Lodge's nonfiction includes a body of work begun in 1966 with "The Language of Fiction" and includes "The Art of Fiction: Illustrated from Classic and Modern Texts" (1992) and "The Practice of Writing: Essays, Lectures, Reviews and a Diary"(1996). In a unique approach, he often uses his own works for critical examination and tries to give prospective writers insights into the complex creative process.
David John Lodge was born in London on January 28, 1935. He has a B.A. (1955) and M.A (1959) from University College, London and a Ph.D. (1967) and an Honorary Professorship (1987) from the University of Birmingham. Lodge is a Fellow of the Royal Society of Literature.
(Bowker Author Biography)
Reviews (2)
Kirkus Review
Esteemed English novelist Lodge (Home Truths, 2000, etc.) explores the relationship between consciousness and literature. Intrigued by the way the very notion of consciousness seems to be evolving in an age of cyber and virtual reality, the author focuses here on a wide range of topics that offer perspective on consciousness in fiction. He discusses, among other things, recent theories of artificial intelligence, the historical give-and-take of literature and literary criticism, the timelessness of Dickens, and E.M. Forster's juggling of the various English class-consciousnesses in his seminal novel Howard's End. Delving into the recent popularity of filming Henry James's fiction, Lodge reveals the disparity between James's in-depth examination of human consciousness and the usually inadequate attempts to replicate it onscreen. He explores the work of the prominent American postwar authors John Updike and Philip Roth, with particular emphasis on Roth's prolific body of work and daring (or reckless) plumbing of the depths of sexual consciousness. Lodge also provides an affectionate portrait of England's father-and-son novelists Kingsley and Martin Amis (whose relationship was as special as it was famously troubled), and sympathetically assesses Experience, Martin's account of the years in the mid-1990s when his father died and his marriage broke up, among other life crises. In a warm appraisal of Evelyn Waugh's work, Lodge contrasts his own lower-middle-class origins in postwar England with the sparkling appeal of the glittering Brideshead Revisited cosmos, affectionately dissecting Waugh's precise and unerring comic flair. Finally, Lodge describes the rationale behind one of his own recent novels, Thinks . . . (2001), in which he pursues the subject of consciousness in a fictional form. All of these pieces have the well-crafted tone of an assured master who knows writers and the business of writing extremely well. Lodge offers a kaleidoscopic adventure into the potentially forbidding realm of "consciousness studies," sticking with familiar elements (well-known authors and books) and skillfully breaking his larger, more amorphous ideas into digestible bits. Provocative and fascinating.

### [What to produce]
Return the portion of the David Lodge passage starting with "Lodge's nonfiction includes" and going on through "complex creative process.", copied word for word. The material that comes next has no connection to the David Lodge passage.

### [Stored rows]
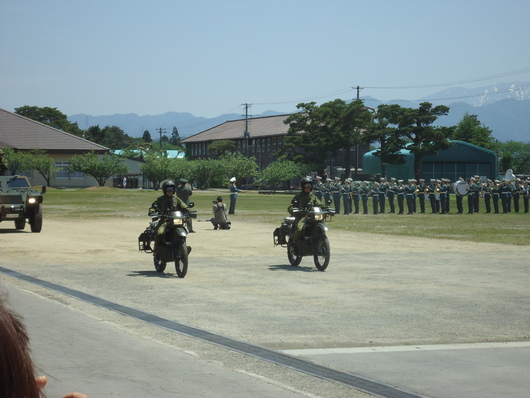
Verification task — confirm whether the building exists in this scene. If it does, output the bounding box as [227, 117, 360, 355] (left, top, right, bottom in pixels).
[181, 115, 369, 177]
[363, 141, 499, 181]
[0, 108, 139, 188]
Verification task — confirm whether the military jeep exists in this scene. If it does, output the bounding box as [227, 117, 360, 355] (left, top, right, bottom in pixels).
[0, 176, 46, 232]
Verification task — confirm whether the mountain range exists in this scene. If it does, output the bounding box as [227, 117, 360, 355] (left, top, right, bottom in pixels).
[68, 82, 530, 142]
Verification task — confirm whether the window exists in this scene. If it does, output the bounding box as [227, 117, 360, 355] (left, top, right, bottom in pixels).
[55, 162, 85, 179]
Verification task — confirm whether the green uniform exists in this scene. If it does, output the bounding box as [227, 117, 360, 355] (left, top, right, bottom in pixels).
[148, 195, 188, 250]
[287, 191, 324, 241]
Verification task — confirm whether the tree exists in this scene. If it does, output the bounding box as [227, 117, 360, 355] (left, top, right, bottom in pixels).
[280, 102, 332, 170]
[169, 127, 181, 146]
[362, 104, 406, 176]
[453, 112, 496, 150]
[140, 150, 174, 189]
[282, 99, 372, 176]
[190, 159, 226, 188]
[259, 159, 309, 187]
[498, 141, 530, 174]
[219, 152, 259, 184]
[142, 130, 153, 143]
[27, 149, 57, 186]
[320, 99, 373, 177]
[397, 102, 454, 180]
[69, 152, 128, 187]
[2, 148, 31, 175]
[15, 105, 83, 137]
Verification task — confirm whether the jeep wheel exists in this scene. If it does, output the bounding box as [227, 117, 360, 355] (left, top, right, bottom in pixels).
[29, 204, 42, 232]
[15, 218, 26, 229]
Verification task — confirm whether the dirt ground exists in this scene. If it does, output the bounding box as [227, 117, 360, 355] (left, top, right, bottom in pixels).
[0, 215, 530, 348]
[0, 214, 530, 397]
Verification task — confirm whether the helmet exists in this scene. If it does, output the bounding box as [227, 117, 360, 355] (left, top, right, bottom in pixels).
[162, 180, 176, 194]
[300, 177, 313, 189]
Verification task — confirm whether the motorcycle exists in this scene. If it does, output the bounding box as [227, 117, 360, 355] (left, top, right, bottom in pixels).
[138, 203, 197, 278]
[273, 202, 335, 271]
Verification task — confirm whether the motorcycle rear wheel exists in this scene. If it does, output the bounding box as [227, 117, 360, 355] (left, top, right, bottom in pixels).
[175, 244, 188, 278]
[153, 252, 166, 272]
[314, 236, 330, 271]
[287, 239, 302, 267]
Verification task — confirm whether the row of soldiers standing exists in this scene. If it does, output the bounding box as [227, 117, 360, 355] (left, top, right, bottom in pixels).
[314, 176, 530, 215]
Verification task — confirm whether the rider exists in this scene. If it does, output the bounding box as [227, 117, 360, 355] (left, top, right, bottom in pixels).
[147, 180, 188, 250]
[287, 177, 323, 241]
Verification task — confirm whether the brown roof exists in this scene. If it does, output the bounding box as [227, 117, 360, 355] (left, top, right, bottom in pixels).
[0, 108, 109, 153]
[182, 115, 289, 144]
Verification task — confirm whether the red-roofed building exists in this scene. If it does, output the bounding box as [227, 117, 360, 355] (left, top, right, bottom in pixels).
[0, 108, 112, 187]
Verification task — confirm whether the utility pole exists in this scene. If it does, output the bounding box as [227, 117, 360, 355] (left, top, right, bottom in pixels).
[352, 86, 363, 177]
[242, 103, 252, 157]
[352, 86, 364, 99]
[157, 127, 166, 150]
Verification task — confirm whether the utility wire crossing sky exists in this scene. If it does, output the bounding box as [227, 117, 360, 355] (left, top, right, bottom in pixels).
[0, 0, 530, 117]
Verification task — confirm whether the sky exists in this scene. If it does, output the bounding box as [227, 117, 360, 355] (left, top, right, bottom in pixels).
[0, 0, 530, 118]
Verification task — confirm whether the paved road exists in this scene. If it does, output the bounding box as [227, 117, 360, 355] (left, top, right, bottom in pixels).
[0, 218, 530, 398]
[4, 270, 530, 398]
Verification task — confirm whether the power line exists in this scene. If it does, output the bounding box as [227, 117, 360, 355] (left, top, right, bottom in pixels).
[363, 86, 530, 102]
[234, 67, 530, 111]
[364, 67, 530, 90]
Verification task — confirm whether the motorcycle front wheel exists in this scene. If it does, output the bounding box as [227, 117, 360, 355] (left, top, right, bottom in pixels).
[175, 242, 188, 278]
[314, 235, 330, 271]
[287, 238, 302, 267]
[153, 252, 166, 272]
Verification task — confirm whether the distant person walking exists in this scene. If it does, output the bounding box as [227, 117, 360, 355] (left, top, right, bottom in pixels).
[228, 177, 239, 214]
[177, 178, 195, 233]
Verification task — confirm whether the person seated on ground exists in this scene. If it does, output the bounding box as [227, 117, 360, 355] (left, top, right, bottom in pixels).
[210, 196, 230, 229]
[0, 292, 88, 398]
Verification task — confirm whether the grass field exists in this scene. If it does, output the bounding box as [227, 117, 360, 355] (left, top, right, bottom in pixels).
[44, 188, 530, 245]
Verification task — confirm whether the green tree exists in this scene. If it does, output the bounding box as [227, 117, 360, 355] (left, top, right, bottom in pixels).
[190, 159, 226, 189]
[140, 150, 174, 189]
[2, 148, 31, 175]
[100, 126, 131, 149]
[362, 104, 406, 176]
[219, 152, 259, 184]
[15, 105, 83, 137]
[259, 159, 310, 187]
[69, 152, 128, 187]
[398, 102, 454, 179]
[498, 141, 530, 174]
[142, 130, 153, 142]
[452, 112, 496, 150]
[320, 99, 373, 177]
[169, 127, 181, 146]
[280, 102, 332, 171]
[27, 149, 57, 186]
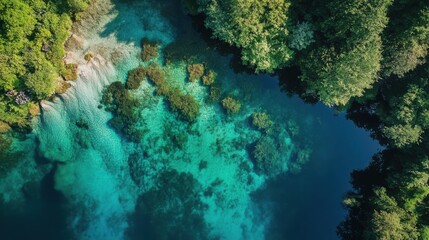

### [Exercise result]
Lodge's nonfiction includes a body of work begun in 1966 with "The Language of Fiction" and includes "The Art of Fiction: Illustrated from Classic and Modern Texts" (1992) and "The Practice of Writing: Essays, Lectures, Reviews and a Diary"(1996). In a unique approach, he often uses his own works for critical examination and tries to give prospective writers insights into the complex creative process.